Directions –
**a.** According to the risk-factors excerpt, why is the company's effective tax rate lower than the U.S. federal statutory rate?
**b.** Pick up the risk-factors excerpt after its last sentence and write the next few sentences.

Quoted passage –
This may make it more difficult for you to obtain the information needed to establish any facts necessary for a
shareholder motion or to solicit proxies from other shareholders in connection with a proxy contest.

        Subject to limited exceptions, under Cayman Islands law, a minority shareholder may not bring a derivative
action against the board of directors. Our Cayman Islands counsel has advised that they are not aware of any
reported class action or derivative action having been brought in a Cayman Islands court.


We may pursue strategic acquisitions, investments, strategic partnerships or other ventures, and our business
could be materially harmed if we fail to successfully identify, complete and integrate such transactions.

        We intend to evaluate acquisition opportunities and opportunities to make investments in complementary
businesses, technologies, services or products, or to enter into strategic partnerships with parties who can provide
access to those assets, additional product or services offerings, additional distribution or marketing synergies or
additional industry expertise. In 2007, we acquired Digital Cyclone, Inc., EME TecSat SAS, Gesellschaft für
Professionelle Satellitennavigation mbH, Synergy S.p.A, Electrónica Trepat S.A. and the assets of Nautamatic
Marine Systems, Inc., We may not be able to identify suitable acquisition, investment or strategic partnership
candidates, or if we do identify suitable candidates in the future, we may not be able to complete those transactions
on commercially favorable terms, or at all.

         Any past or future acquisitions could also result in difficulties assimilating acquired employees (including
cultural differences with foreign acquisitions), operations, and products and diversion of capital and management’s
attention away from other business issues and opportunities. Integration of acquired companies may result in
problems related to integration of technology and inexperienced management teams. In addition, the key personnel
of the acquired company may decide not to work for us. Our management has had limited experience in
assimilating acquired organizations and products into our operations. We may not successfully integrate internal
controls, compliance under the Sarbanes-Oxley Act of 2002 and other corporate governance matters, operations,
personnel or products related to acquisitions we made in 2007 or may make in the future. If we fail to successfully
integrate such transactions, our business could be materially harmed.



                                                         27
We have benefited in the past from Taiwan government tax incentives offered on certain high technology
capital investments that may not always be available.

        Our effective tax rate is lower than the U.S. federal statutory rate, because we have benefited from
incentives offered in Taiwan related to our high technology investments in Taiwan. The loss of these tax benefits
could have a significant effect on our financial results in the future.


Changes in our United States federal income tax classification or in applicable tax law could result in adverse
tax consequences to our shareholders.

         We do not believe that we (or any of our non-United States subsidiaries) are currently a ‘‘passive foreign
investment company’’ for United States federal income tax purposes. We do not expect to become a passive foreign
investment company. However, because the passive foreign investment company determination is made annually
on the basis of facts and circumstances that may be beyond our control and because the principles for applying the
passive foreign investment company tests are not entirely clear, we cannot assure that we will not become a passive
foreign investment company. If we are a passive foreign investment company in any year, then any of our
shareholders that is a United States person could be liable to pay tax at ordinary income tax rates plus an interest
charge upon some distributions by us or when that shareholder sells our common shares at a gain. Further, if we are
classified as a passive foreign investment company in any year in which a United States person is a shareholder, we
generally will continue to be treated as a passive foreign investment company with respect to such shareholder in all
succeeding years, regardless of whether we continue to satisfy the income or asset tests described above. Additional
tax considerations would apply if we or any of our subsidiaries were a controlled foreign corporation.

Point annotation dataset rows –

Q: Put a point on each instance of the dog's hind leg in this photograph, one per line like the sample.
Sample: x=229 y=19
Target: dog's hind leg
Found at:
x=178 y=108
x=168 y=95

Responses –
**a.** It has benefited from incentives offered in Taiwan related to its high technology investments in Taiwan.

**b.**
 We may have additional tax liabilities.

         We are subject to income taxes in both the United States and numerous foreign jurisdictions. Significant
 judgment is required in determining our worldwide provision for income taxes. In the ordinary course of our
 business, there are many transactions and calculations where the ultimate tax determination is uncertain. We are
 regularly under audit by tax authorities. Although we believe our tax estimates are reasonable, the final
 determination of tax audits and any related litigation could be materially different from our historical income tax
 provisions and accruals. The results of an audit or litigation could have a material effect on our income tax
 provision, net income or cash flows in the period or periods for which that determination is made.


Risks Relating to Our Shares

The volatility of our stock price could adversely affect investment in our common shares.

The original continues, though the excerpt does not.